■ Document text
= = = =
RBI blames PNB board for fraud

RBI Governor Urjit Patel. File

RBI Governor Urjit Patel. File   | Photo Credit: Vivek Bendre

‘Banks had been warned of LoU risks’

Blaming the board of directors of the Punjab National Bank for the embezzlement of over ₹13,000 crore by jeweller Nirav Modi and his uncle Mehul Choksi, the Reserve Bank of India on Tuesday, in a written reply to the Parliamentary Standing Committee on Finance, said all “three lines of defence” built in the banking system failed in this case.

RBI Governor Urjit Patel deposed in front of the panel, headed by Congress leader Veerappa Moily. The Hindu has reviewed the two documents submitted by the RBI to the panel.

Adequately warned

The central bank said all financial institutions were adequately warned about dealing with Letters of Undertaking (LoUs), the primary tool of embezzlement by Nirav Modi. The RBI said it was the primary responsibility of the PNB board to understand the risks in issue of LoUs without collateral and to manage them through controls. It said each bank should have three lines of defence: first, the officer sanctioning the loan; second, at the managerial level; and third, the internal audit. “In the case of PNB, there seems to have been failure of all the three lines of defence.”
= = = =
■ Task instructions
A) In the article on the RBI's response to the PNB fraud, who headed the parliamentary panel that Urjit Patel appeared before?
B) Continue the article on the RBI blaming the PNB board for the fraud, picking up after its final sentence.
= = = =
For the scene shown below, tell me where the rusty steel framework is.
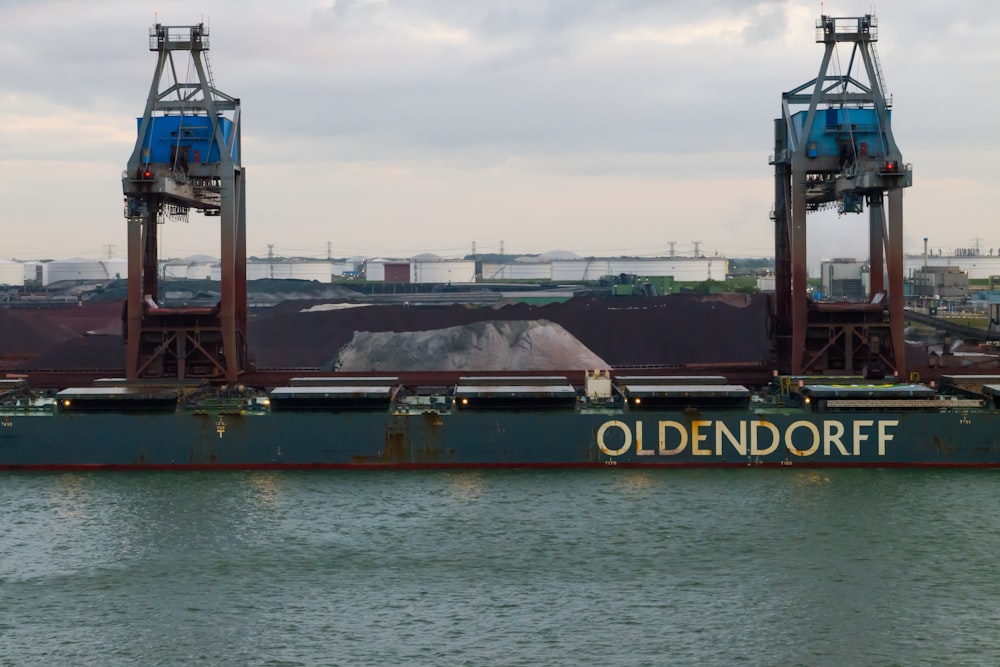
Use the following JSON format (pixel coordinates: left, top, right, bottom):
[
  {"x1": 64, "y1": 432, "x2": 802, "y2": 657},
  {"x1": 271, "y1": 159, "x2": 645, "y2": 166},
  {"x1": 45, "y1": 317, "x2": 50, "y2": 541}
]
[
  {"x1": 771, "y1": 15, "x2": 912, "y2": 377},
  {"x1": 122, "y1": 24, "x2": 248, "y2": 382}
]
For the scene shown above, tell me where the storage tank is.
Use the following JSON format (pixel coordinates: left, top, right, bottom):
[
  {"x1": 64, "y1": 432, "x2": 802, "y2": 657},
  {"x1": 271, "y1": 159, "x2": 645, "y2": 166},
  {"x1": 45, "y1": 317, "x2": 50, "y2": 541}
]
[
  {"x1": 0, "y1": 260, "x2": 24, "y2": 287},
  {"x1": 43, "y1": 257, "x2": 108, "y2": 285},
  {"x1": 410, "y1": 259, "x2": 476, "y2": 283},
  {"x1": 101, "y1": 257, "x2": 128, "y2": 280}
]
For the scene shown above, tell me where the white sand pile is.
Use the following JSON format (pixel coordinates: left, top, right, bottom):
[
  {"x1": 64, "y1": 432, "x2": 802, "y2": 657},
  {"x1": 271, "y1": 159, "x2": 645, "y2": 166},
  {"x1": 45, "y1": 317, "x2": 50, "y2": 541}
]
[{"x1": 334, "y1": 320, "x2": 609, "y2": 372}]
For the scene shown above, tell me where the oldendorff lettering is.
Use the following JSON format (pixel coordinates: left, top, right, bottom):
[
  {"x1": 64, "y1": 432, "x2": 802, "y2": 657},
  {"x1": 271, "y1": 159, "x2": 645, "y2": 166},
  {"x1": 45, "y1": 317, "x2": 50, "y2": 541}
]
[{"x1": 596, "y1": 419, "x2": 899, "y2": 458}]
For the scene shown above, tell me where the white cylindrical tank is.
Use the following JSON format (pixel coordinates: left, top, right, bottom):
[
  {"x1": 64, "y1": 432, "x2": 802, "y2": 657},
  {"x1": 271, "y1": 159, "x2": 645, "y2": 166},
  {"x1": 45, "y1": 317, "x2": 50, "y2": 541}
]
[
  {"x1": 0, "y1": 260, "x2": 25, "y2": 287},
  {"x1": 44, "y1": 257, "x2": 108, "y2": 285},
  {"x1": 410, "y1": 259, "x2": 476, "y2": 283}
]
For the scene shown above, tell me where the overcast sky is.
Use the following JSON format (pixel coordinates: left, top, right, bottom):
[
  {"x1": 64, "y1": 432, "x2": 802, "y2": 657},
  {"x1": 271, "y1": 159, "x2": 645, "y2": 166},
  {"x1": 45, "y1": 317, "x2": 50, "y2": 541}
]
[{"x1": 0, "y1": 0, "x2": 1000, "y2": 268}]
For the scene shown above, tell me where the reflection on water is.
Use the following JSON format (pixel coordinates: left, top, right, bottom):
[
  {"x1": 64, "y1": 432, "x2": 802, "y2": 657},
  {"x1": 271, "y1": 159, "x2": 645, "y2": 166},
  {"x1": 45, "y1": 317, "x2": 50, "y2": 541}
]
[{"x1": 0, "y1": 470, "x2": 1000, "y2": 665}]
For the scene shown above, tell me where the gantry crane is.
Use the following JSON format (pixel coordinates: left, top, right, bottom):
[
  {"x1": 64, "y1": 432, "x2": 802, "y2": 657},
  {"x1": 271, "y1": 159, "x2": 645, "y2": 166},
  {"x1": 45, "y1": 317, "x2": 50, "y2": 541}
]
[
  {"x1": 771, "y1": 15, "x2": 913, "y2": 378},
  {"x1": 122, "y1": 23, "x2": 247, "y2": 382}
]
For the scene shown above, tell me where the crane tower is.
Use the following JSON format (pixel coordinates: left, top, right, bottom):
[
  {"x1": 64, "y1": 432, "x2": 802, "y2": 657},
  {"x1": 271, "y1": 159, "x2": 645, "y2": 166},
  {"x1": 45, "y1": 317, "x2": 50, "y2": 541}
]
[
  {"x1": 771, "y1": 15, "x2": 913, "y2": 377},
  {"x1": 122, "y1": 23, "x2": 247, "y2": 382}
]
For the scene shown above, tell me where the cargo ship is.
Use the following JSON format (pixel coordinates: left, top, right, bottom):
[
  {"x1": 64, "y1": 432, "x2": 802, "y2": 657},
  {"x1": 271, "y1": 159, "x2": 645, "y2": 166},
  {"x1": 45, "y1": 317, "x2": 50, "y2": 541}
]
[
  {"x1": 0, "y1": 371, "x2": 1000, "y2": 470},
  {"x1": 0, "y1": 15, "x2": 1000, "y2": 470}
]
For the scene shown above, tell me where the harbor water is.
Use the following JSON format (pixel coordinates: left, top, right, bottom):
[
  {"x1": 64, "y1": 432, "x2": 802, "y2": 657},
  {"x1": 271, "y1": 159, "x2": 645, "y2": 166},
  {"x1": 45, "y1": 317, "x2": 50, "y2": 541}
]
[{"x1": 0, "y1": 469, "x2": 1000, "y2": 666}]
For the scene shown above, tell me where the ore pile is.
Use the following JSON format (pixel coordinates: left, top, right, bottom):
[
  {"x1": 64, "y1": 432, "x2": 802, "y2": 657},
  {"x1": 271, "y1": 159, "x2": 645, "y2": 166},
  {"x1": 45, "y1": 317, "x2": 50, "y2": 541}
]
[
  {"x1": 334, "y1": 320, "x2": 608, "y2": 372},
  {"x1": 249, "y1": 295, "x2": 771, "y2": 370},
  {"x1": 0, "y1": 294, "x2": 771, "y2": 371}
]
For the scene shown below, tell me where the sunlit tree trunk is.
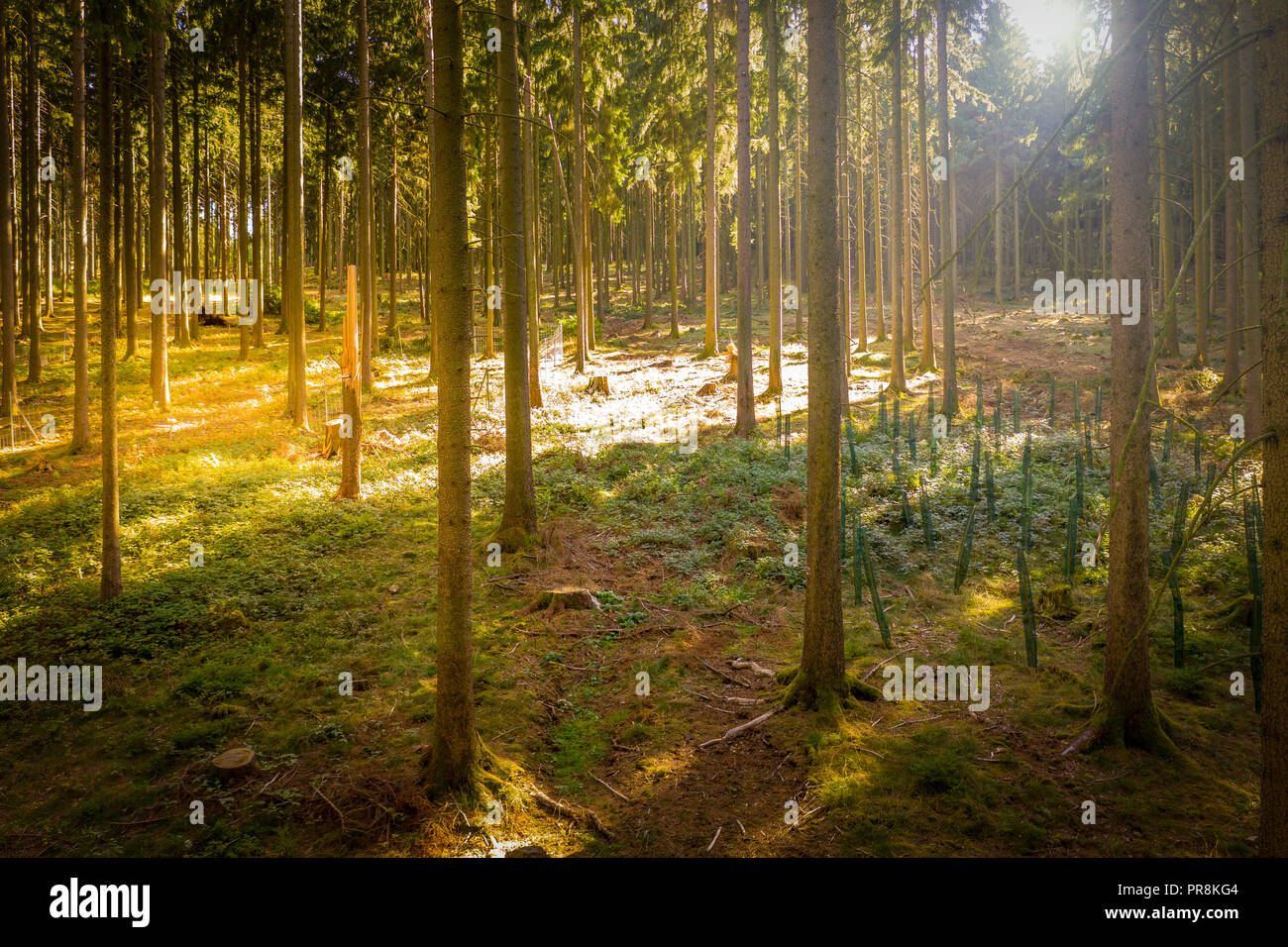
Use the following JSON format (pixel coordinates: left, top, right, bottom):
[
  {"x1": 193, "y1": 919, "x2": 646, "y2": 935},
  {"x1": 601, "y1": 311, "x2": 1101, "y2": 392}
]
[
  {"x1": 1094, "y1": 0, "x2": 1171, "y2": 750},
  {"x1": 237, "y1": 26, "x2": 252, "y2": 362},
  {"x1": 854, "y1": 54, "x2": 868, "y2": 352},
  {"x1": 1239, "y1": 4, "x2": 1262, "y2": 438},
  {"x1": 1221, "y1": 17, "x2": 1243, "y2": 394},
  {"x1": 489, "y1": 0, "x2": 537, "y2": 552},
  {"x1": 890, "y1": 0, "x2": 912, "y2": 391},
  {"x1": 358, "y1": 0, "x2": 374, "y2": 390},
  {"x1": 568, "y1": 0, "x2": 593, "y2": 374},
  {"x1": 868, "y1": 82, "x2": 886, "y2": 342},
  {"x1": 935, "y1": 0, "x2": 957, "y2": 417},
  {"x1": 0, "y1": 14, "x2": 19, "y2": 424},
  {"x1": 702, "y1": 3, "x2": 720, "y2": 359},
  {"x1": 69, "y1": 0, "x2": 89, "y2": 454},
  {"x1": 733, "y1": 0, "x2": 752, "y2": 437},
  {"x1": 789, "y1": 0, "x2": 846, "y2": 708},
  {"x1": 1258, "y1": 4, "x2": 1288, "y2": 858},
  {"x1": 1190, "y1": 22, "x2": 1212, "y2": 366},
  {"x1": 1154, "y1": 27, "x2": 1181, "y2": 359},
  {"x1": 428, "y1": 0, "x2": 478, "y2": 789},
  {"x1": 149, "y1": 23, "x2": 172, "y2": 411},
  {"x1": 917, "y1": 14, "x2": 937, "y2": 372},
  {"x1": 765, "y1": 0, "x2": 783, "y2": 394},
  {"x1": 282, "y1": 0, "x2": 309, "y2": 430},
  {"x1": 95, "y1": 16, "x2": 121, "y2": 601}
]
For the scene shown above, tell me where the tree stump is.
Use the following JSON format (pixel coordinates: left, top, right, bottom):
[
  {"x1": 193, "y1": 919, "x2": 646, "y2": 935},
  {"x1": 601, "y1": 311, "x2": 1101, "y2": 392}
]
[{"x1": 213, "y1": 746, "x2": 259, "y2": 781}]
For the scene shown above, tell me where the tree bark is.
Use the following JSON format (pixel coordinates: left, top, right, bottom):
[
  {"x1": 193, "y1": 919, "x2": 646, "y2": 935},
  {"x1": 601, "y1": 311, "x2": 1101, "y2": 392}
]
[
  {"x1": 790, "y1": 0, "x2": 844, "y2": 707},
  {"x1": 427, "y1": 0, "x2": 478, "y2": 791},
  {"x1": 1099, "y1": 0, "x2": 1171, "y2": 750},
  {"x1": 1258, "y1": 4, "x2": 1288, "y2": 858},
  {"x1": 358, "y1": 0, "x2": 376, "y2": 390},
  {"x1": 733, "y1": 0, "x2": 752, "y2": 437},
  {"x1": 149, "y1": 22, "x2": 174, "y2": 411},
  {"x1": 69, "y1": 0, "x2": 89, "y2": 454},
  {"x1": 282, "y1": 0, "x2": 309, "y2": 430},
  {"x1": 0, "y1": 12, "x2": 17, "y2": 420},
  {"x1": 496, "y1": 0, "x2": 537, "y2": 552},
  {"x1": 97, "y1": 18, "x2": 121, "y2": 601},
  {"x1": 765, "y1": 0, "x2": 783, "y2": 395},
  {"x1": 890, "y1": 0, "x2": 912, "y2": 393},
  {"x1": 935, "y1": 0, "x2": 957, "y2": 417},
  {"x1": 702, "y1": 3, "x2": 720, "y2": 359}
]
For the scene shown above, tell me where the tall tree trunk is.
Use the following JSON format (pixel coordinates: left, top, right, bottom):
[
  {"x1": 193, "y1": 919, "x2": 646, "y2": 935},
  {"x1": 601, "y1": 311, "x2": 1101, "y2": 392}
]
[
  {"x1": 314, "y1": 103, "x2": 329, "y2": 333},
  {"x1": 765, "y1": 0, "x2": 783, "y2": 394},
  {"x1": 1239, "y1": 4, "x2": 1262, "y2": 438},
  {"x1": 1190, "y1": 22, "x2": 1212, "y2": 366},
  {"x1": 640, "y1": 176, "x2": 653, "y2": 329},
  {"x1": 854, "y1": 58, "x2": 868, "y2": 352},
  {"x1": 123, "y1": 70, "x2": 139, "y2": 359},
  {"x1": 22, "y1": 0, "x2": 43, "y2": 384},
  {"x1": 733, "y1": 0, "x2": 752, "y2": 437},
  {"x1": 666, "y1": 172, "x2": 680, "y2": 339},
  {"x1": 170, "y1": 44, "x2": 192, "y2": 348},
  {"x1": 836, "y1": 19, "x2": 854, "y2": 381},
  {"x1": 789, "y1": 0, "x2": 849, "y2": 710},
  {"x1": 358, "y1": 0, "x2": 374, "y2": 390},
  {"x1": 149, "y1": 25, "x2": 174, "y2": 411},
  {"x1": 427, "y1": 0, "x2": 478, "y2": 791},
  {"x1": 237, "y1": 23, "x2": 248, "y2": 362},
  {"x1": 917, "y1": 14, "x2": 937, "y2": 373},
  {"x1": 1221, "y1": 17, "x2": 1243, "y2": 394},
  {"x1": 891, "y1": 0, "x2": 912, "y2": 393},
  {"x1": 568, "y1": 0, "x2": 593, "y2": 374},
  {"x1": 523, "y1": 16, "x2": 543, "y2": 408},
  {"x1": 69, "y1": 0, "x2": 89, "y2": 454},
  {"x1": 190, "y1": 52, "x2": 200, "y2": 340},
  {"x1": 935, "y1": 0, "x2": 957, "y2": 417},
  {"x1": 496, "y1": 0, "x2": 537, "y2": 552},
  {"x1": 868, "y1": 82, "x2": 886, "y2": 342},
  {"x1": 385, "y1": 111, "x2": 398, "y2": 336},
  {"x1": 0, "y1": 17, "x2": 18, "y2": 423},
  {"x1": 1154, "y1": 32, "x2": 1181, "y2": 359},
  {"x1": 282, "y1": 0, "x2": 309, "y2": 430},
  {"x1": 1258, "y1": 4, "x2": 1288, "y2": 858},
  {"x1": 993, "y1": 151, "x2": 1004, "y2": 305},
  {"x1": 97, "y1": 18, "x2": 121, "y2": 601},
  {"x1": 250, "y1": 67, "x2": 270, "y2": 348}
]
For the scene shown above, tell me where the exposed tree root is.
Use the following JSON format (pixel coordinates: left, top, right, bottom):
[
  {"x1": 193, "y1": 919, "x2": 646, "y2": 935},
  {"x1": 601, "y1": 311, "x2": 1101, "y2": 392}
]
[
  {"x1": 422, "y1": 740, "x2": 614, "y2": 841},
  {"x1": 778, "y1": 668, "x2": 881, "y2": 712},
  {"x1": 527, "y1": 788, "x2": 615, "y2": 841},
  {"x1": 492, "y1": 526, "x2": 537, "y2": 553},
  {"x1": 1060, "y1": 703, "x2": 1182, "y2": 758}
]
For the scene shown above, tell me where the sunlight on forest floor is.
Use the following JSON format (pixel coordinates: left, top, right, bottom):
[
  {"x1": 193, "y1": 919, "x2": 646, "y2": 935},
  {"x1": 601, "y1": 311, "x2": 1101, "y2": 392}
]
[{"x1": 0, "y1": 279, "x2": 1259, "y2": 856}]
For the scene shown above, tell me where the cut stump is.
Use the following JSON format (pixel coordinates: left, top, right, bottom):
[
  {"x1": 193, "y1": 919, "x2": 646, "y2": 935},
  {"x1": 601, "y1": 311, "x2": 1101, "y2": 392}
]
[{"x1": 518, "y1": 585, "x2": 604, "y2": 614}]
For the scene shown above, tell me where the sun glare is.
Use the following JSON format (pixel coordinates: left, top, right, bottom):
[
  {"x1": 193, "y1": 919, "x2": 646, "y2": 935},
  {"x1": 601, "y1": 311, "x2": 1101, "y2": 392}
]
[{"x1": 1005, "y1": 0, "x2": 1086, "y2": 59}]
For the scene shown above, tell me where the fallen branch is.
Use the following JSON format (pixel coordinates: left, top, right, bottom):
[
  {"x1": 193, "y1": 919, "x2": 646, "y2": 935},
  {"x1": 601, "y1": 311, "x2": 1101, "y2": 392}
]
[
  {"x1": 729, "y1": 657, "x2": 774, "y2": 678},
  {"x1": 702, "y1": 661, "x2": 755, "y2": 690},
  {"x1": 698, "y1": 706, "x2": 782, "y2": 750},
  {"x1": 528, "y1": 789, "x2": 613, "y2": 841}
]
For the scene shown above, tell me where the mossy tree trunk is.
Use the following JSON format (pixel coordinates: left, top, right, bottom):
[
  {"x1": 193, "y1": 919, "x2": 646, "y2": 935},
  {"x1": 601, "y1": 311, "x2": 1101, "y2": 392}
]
[
  {"x1": 789, "y1": 0, "x2": 845, "y2": 707},
  {"x1": 428, "y1": 3, "x2": 478, "y2": 789},
  {"x1": 1258, "y1": 5, "x2": 1288, "y2": 857}
]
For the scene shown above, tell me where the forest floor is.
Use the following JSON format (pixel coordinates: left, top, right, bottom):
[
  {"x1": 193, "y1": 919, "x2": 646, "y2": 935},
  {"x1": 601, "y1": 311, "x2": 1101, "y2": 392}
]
[{"x1": 0, "y1": 275, "x2": 1259, "y2": 856}]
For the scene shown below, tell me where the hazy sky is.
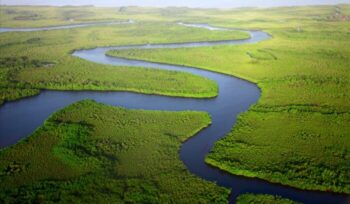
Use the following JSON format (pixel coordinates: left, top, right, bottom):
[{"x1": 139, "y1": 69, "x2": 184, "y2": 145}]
[{"x1": 0, "y1": 0, "x2": 350, "y2": 8}]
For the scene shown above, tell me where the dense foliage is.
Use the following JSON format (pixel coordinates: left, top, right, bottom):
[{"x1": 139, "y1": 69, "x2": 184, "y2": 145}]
[
  {"x1": 0, "y1": 7, "x2": 247, "y2": 101},
  {"x1": 0, "y1": 100, "x2": 229, "y2": 203},
  {"x1": 109, "y1": 5, "x2": 350, "y2": 193}
]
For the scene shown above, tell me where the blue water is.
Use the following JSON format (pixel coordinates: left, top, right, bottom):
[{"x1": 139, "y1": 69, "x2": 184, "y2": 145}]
[{"x1": 0, "y1": 23, "x2": 349, "y2": 204}]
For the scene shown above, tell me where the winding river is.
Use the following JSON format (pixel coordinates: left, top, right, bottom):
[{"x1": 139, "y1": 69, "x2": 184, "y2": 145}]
[{"x1": 0, "y1": 21, "x2": 348, "y2": 204}]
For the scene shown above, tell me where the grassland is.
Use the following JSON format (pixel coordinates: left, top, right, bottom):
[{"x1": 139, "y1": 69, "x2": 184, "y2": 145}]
[
  {"x1": 0, "y1": 5, "x2": 350, "y2": 203},
  {"x1": 236, "y1": 193, "x2": 298, "y2": 204},
  {"x1": 109, "y1": 5, "x2": 350, "y2": 193},
  {"x1": 0, "y1": 7, "x2": 252, "y2": 105},
  {"x1": 0, "y1": 100, "x2": 229, "y2": 203}
]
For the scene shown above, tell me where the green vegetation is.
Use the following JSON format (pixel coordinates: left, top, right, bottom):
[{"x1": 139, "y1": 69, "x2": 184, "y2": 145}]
[
  {"x1": 109, "y1": 5, "x2": 350, "y2": 193},
  {"x1": 236, "y1": 193, "x2": 297, "y2": 204},
  {"x1": 0, "y1": 6, "x2": 252, "y2": 104},
  {"x1": 0, "y1": 100, "x2": 229, "y2": 203}
]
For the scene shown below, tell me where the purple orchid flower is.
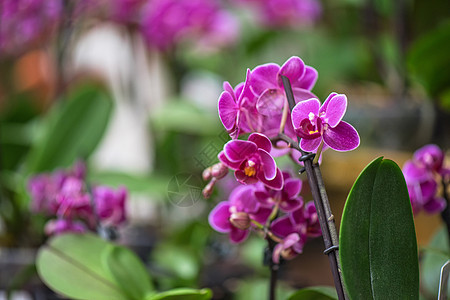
= = = =
■ Answers given
A) Congress leader Veerappa Moily.

B)
The RBI told the panel that its supervisory process does not constitute an audit of banks.

“With the number of commercial bank branches being more than 1,16,000 in the country it would be impossible to cover each and every branch under the RBI’s supervisory process,” the central bank said.

It also accused PNB of submitting a factually incorrect compliance report with regard to LoUs.

In its reply to the panel’s questionnaire, the RBI complained that it does not have regulatory powers over public sector banks (PSBs) which have the greater share of non-performing assets.

As on December 31 last year PSBs had NPAs worth ₹7,77,280 crore while the private sector banks had NPAs worth ₹1,07,796 crore.

The RBI said the main constraint was that public sector banks are “corporations” and not a “banking company” — so they do not come directly under the ambit of the Banking Regulation Act, 1949.

The central bank has asked for nine additional powers with regard to the public sector banks including the ability to “remove the Chairman and Managing Director and appoint them.” It also wants powers to grant and impose conditions on licences.

The RBI wants a say in appointment of managerial positions, including the power to supersede the Board of Directors and make application for winding up the errant banks.

Parliamentarians questioned Mr. Patel on the recent reports of ATMs running low on cash and the big question of exactly how much currency returned to the banking system after demonetisation. “Mr. Patel was not exactly forthcoming. He did not answer many of these questions. He insisted that steps taken to bring down the non- performing assets are bearing fruit and the NPAs are going down,” a senior Opposition MP who attended the meeting said.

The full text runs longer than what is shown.